* TASK BRIEF *
In the text below about Ruby Annable's diagnosis, how rare is fetal brain hemorrhage?

··· EXERCISE TEXT

Today, Kate Annable’s daughter, Ruby, is an active 9-year-old who climbs the monkey bars and loves to entertain her family. But before Ruby was born, Kate and her husband, Aaron, received a diagnosis that made them question whether their daughter would even survive. The information helped doctors develop a plan for Ruby’s delivery and emergency care that gave her the best possible chance at a healthy life.
Kate had known that she wanted children since she was young. She and Aaron met growing up in Australia when Kate was 6 years old and were married by the time she was 21. But her first two pregnancies ended in miscarriages that were emotionally devastating. When Kate became pregnant with Ruby, she was understandably anxious about the outcome, but her confidence grew as she progressed toward full term.
At 36 weeks, though, an ultrasound appointment, where she was scanned with a GE HealthCare Voluson Expert, completely changed her expectations. “They start at her feet and work their way up,” Kate recalls of the imaging process. “The sonographer just stops and stands in front of us and says, ‘We’re very concerned.’ What they had seen was what they termed ‘an event.’ From what they saw on that day, the damage was so significant, it was not going to be compatible with a full life.”
Ruby had experienced an intracerebral hemorrhage, a type of stroke characterized by bleeding into brain tissue. Fetal brain hemorrhage is a rare complication, occurring in perhaps 1 in 10,000 pregnancies. The doctors said they did not expect Ruby to live past age 2. Kate and Aaron were terrified. Kate remembers thinking, “My baby’s going to die.”
Stunned, they went home, where Kate unexpectedly went into labor around 4:30 a.m. Based on what they had learned from the ultrasound, her medical team already had created a plan for intervention.
“Making a diagnosis of a catastrophic intracerebral hemorrhage allowed us to change where Ruby delivered,” says Robert Cincotta, maternal fetal medicine specialist and obstetrician at Queensland Ultrasound for Women. “It allowed us to change how she delivered, where it was safer to deliver by cesarean section. And having the medical team available at the time of delivery allowed us to optimize the outcomes for Ruby.”
Robert Cincotta, maternal fetal medicine specialist and obstetrician at Queensland Ultrasound for Women
Immediately after her birth, Ruby was admitted to what is called a special care nursery in Australia. There, doctors began working to remove fluid from her brain. After three weeks, the fluid had cleared, and Ruby was released from the hospital to go home with her parents.
Ruby was diagnosed with cerebral palsy, a term used broadly to refer to disorders involving brain damage that affects movement. Because the hemorrhage was in the right side of her brain, it has primarily affected the left side of her body. Regular physical therapy has helped her increase her strength and coordination.
“The most important thing about early intervention is we have literally rewired Ruby’s brain,” Kate says. “Yes, Ruby’s brain damage is quite significant, but thanks to all of her therapy and everything that she’s worked so hard at daily, it’s why she’s able to do what she can do.”
Ruby
Ultrasound can help to diagnose medical crises like Ruby’s that occur late in pregnancy, but it also can do much more. Practitioners use ultrasound technology to detect structural problems in organs such as the brain and heart, as well as problems with a baby’s growth. Many of these problems can be diagnosed at a morphology scan that occurs at 20 weeks, when a fetus has developed sufficiently for medical practitioners to detect abnormalities. This ultrasound includes multiple images of different organs, as well as assessments of the placenta, umbilical cord, and amniotic fluid.

······
··· RECORDS SHOWN

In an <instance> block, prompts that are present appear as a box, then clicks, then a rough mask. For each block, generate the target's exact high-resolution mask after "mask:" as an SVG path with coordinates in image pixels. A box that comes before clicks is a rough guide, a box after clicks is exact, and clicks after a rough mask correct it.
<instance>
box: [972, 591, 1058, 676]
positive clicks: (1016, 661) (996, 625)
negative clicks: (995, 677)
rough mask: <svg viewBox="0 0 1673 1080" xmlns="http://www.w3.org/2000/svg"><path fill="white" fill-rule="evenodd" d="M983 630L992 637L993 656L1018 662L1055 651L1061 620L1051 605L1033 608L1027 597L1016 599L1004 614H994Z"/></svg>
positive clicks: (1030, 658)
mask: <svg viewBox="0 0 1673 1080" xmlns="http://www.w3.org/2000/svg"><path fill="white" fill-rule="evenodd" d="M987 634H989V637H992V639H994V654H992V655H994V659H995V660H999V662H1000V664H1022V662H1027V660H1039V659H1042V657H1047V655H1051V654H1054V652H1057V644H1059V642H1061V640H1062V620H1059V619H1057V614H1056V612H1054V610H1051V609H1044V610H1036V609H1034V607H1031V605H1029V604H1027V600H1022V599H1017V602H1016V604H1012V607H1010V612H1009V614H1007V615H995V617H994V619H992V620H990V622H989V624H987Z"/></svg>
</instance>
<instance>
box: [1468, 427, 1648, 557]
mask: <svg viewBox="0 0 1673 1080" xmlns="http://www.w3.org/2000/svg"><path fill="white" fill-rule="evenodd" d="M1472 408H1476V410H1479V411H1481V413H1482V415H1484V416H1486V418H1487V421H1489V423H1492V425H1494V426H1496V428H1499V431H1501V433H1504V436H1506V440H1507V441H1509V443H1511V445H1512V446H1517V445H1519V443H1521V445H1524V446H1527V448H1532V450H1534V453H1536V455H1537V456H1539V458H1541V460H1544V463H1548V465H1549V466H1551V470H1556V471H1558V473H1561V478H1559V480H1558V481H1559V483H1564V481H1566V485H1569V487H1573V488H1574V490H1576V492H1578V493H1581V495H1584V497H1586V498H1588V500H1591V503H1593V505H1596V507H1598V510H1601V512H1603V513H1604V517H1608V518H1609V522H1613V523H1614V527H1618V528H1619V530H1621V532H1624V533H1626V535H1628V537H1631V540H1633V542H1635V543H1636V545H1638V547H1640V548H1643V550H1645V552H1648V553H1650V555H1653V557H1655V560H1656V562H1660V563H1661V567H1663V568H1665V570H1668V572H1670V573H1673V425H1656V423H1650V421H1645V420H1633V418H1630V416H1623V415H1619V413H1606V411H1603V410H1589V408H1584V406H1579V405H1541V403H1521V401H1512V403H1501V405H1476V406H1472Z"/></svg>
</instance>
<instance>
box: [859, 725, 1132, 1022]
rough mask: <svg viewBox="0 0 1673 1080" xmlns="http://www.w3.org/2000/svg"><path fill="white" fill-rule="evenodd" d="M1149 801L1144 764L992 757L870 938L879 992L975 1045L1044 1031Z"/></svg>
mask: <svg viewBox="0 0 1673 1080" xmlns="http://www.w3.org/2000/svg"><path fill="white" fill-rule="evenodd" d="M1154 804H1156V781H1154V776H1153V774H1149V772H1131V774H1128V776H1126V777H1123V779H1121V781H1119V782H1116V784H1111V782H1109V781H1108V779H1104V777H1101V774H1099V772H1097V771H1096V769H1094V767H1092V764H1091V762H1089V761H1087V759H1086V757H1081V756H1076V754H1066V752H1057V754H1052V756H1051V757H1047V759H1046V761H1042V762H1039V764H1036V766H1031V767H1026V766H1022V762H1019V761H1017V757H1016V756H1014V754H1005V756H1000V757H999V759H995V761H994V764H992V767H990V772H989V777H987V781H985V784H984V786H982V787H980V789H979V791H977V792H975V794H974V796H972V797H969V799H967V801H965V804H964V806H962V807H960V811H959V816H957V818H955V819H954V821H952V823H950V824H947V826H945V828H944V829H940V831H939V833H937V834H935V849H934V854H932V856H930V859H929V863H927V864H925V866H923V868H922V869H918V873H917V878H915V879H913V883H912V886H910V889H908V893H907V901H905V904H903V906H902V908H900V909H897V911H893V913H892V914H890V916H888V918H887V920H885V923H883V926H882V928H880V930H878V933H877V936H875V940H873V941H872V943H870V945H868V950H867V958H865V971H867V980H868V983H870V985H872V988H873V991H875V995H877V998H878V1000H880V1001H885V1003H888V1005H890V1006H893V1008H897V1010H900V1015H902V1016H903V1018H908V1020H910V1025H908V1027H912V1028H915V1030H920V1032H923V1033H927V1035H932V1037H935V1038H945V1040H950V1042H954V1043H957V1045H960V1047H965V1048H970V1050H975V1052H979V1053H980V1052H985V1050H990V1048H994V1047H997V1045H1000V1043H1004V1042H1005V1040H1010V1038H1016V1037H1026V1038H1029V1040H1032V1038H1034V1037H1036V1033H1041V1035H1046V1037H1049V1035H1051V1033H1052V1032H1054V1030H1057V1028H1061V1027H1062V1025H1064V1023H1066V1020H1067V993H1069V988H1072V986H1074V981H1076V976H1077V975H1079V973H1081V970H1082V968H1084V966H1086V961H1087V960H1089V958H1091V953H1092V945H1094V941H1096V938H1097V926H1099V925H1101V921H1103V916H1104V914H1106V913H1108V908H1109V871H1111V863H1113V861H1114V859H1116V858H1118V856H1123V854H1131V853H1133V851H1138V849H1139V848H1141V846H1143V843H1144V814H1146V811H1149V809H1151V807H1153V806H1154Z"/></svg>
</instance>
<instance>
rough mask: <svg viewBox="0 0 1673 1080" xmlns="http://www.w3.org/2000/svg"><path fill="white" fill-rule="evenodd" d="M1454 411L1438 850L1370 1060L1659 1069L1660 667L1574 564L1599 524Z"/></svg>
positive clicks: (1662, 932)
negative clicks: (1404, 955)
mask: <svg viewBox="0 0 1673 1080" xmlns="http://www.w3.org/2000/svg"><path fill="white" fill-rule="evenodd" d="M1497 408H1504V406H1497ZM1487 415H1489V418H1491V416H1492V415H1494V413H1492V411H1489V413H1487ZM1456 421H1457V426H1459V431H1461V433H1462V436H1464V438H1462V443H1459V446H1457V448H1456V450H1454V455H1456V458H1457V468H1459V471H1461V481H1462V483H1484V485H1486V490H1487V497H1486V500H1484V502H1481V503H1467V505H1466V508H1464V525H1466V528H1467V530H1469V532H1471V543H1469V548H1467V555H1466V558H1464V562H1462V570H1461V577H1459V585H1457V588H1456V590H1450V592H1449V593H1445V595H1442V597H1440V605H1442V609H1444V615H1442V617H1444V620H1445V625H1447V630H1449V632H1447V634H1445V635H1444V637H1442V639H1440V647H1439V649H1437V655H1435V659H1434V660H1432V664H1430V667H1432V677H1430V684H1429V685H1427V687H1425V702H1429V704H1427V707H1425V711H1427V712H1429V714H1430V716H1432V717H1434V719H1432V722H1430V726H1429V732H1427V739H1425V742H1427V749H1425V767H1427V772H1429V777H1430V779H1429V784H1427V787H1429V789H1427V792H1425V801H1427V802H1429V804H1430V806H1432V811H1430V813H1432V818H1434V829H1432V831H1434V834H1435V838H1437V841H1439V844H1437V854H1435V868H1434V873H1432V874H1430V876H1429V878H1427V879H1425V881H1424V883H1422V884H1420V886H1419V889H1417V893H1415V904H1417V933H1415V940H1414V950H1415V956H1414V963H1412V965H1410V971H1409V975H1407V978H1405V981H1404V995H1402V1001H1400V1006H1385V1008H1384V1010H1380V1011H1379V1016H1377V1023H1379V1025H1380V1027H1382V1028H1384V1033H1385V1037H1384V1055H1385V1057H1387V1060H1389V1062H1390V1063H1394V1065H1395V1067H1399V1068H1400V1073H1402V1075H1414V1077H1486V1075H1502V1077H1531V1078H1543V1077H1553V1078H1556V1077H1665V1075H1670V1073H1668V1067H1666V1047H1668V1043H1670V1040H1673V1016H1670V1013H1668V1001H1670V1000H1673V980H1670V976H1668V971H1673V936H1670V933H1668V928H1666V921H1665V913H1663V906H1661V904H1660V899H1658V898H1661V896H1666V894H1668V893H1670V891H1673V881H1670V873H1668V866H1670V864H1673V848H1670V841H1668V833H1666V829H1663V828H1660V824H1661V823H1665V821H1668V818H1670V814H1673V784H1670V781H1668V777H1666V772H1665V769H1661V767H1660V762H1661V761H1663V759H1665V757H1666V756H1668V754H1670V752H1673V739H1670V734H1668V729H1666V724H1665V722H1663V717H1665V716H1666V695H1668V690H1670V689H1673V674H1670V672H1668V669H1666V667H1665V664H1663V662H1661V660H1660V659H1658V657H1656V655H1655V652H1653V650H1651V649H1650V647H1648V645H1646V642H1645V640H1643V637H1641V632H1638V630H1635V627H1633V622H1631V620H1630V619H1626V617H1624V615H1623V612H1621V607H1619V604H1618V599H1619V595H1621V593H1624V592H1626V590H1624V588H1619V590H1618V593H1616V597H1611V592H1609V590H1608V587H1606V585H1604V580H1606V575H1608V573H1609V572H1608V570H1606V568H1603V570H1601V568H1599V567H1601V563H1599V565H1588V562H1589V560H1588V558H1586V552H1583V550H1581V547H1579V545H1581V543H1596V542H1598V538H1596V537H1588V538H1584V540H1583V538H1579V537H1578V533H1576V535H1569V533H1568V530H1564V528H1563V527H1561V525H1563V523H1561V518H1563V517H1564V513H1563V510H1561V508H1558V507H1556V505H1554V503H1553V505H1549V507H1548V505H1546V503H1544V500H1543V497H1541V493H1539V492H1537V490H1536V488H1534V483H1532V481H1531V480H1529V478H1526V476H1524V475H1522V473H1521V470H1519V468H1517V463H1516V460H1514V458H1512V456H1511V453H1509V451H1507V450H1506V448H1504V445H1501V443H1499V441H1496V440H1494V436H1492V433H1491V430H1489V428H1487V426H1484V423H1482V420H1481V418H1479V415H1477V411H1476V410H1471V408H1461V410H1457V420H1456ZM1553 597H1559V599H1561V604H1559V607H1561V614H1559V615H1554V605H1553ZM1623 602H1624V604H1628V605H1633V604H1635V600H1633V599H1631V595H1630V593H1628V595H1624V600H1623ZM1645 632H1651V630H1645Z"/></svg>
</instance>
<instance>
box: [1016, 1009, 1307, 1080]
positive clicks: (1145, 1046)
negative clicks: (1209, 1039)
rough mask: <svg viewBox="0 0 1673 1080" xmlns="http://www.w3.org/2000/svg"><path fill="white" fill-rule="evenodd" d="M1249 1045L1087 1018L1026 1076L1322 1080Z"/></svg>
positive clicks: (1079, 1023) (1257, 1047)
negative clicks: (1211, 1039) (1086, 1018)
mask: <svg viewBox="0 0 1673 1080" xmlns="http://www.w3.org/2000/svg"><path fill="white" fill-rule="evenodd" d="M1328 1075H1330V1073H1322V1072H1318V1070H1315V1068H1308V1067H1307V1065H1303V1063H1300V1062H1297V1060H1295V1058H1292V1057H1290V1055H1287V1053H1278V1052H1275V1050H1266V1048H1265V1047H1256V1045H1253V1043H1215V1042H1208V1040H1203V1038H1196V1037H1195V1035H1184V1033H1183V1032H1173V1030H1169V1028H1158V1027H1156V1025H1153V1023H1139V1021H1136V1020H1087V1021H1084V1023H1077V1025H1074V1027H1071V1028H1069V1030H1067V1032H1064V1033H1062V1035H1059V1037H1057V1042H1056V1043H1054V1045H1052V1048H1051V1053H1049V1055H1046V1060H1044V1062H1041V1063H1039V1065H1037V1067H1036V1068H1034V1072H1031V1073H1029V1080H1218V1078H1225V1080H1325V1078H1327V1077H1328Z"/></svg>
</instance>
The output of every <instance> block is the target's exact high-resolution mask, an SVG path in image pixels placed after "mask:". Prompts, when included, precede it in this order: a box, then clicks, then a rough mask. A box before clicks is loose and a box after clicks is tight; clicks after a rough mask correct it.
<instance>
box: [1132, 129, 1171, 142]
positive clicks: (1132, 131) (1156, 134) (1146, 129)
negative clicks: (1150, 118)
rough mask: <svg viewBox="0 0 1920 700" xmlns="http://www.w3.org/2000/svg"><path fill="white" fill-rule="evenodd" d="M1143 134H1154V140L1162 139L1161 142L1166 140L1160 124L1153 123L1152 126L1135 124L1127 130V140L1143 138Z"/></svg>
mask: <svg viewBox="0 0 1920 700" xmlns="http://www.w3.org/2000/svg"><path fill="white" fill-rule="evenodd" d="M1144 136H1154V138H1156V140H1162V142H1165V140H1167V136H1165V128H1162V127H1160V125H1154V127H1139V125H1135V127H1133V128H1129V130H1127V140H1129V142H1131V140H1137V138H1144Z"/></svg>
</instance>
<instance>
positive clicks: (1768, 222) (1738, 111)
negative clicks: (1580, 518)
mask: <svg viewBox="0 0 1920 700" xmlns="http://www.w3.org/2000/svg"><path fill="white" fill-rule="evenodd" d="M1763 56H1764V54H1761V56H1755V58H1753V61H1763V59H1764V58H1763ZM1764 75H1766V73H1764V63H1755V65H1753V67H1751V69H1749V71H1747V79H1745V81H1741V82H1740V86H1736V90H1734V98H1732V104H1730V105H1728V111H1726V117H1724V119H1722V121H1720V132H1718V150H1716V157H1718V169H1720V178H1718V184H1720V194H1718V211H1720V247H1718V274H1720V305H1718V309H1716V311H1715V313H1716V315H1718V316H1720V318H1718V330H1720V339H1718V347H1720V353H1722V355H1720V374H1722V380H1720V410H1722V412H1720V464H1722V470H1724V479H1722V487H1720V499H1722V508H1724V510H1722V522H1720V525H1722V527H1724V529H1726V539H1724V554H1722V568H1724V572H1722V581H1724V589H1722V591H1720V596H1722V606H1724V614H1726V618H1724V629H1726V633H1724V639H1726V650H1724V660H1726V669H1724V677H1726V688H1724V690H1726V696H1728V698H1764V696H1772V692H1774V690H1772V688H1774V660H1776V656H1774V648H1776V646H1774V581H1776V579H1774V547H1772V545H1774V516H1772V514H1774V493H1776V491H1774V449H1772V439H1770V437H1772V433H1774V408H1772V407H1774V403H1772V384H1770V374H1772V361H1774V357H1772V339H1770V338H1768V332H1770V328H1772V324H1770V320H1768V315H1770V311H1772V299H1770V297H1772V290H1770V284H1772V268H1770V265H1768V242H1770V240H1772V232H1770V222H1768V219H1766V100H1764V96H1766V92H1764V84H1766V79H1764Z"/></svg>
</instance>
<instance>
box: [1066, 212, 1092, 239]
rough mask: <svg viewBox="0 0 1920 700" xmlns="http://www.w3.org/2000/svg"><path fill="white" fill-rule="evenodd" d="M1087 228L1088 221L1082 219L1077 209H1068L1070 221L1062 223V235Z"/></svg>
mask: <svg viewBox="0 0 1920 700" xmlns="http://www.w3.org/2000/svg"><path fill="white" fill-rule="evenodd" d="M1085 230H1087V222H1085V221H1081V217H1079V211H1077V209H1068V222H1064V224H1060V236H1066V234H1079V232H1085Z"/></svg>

······

* RESPONSE TO THIS EXERCISE *
It occurs in perhaps 1 in 10,000 pregnancies.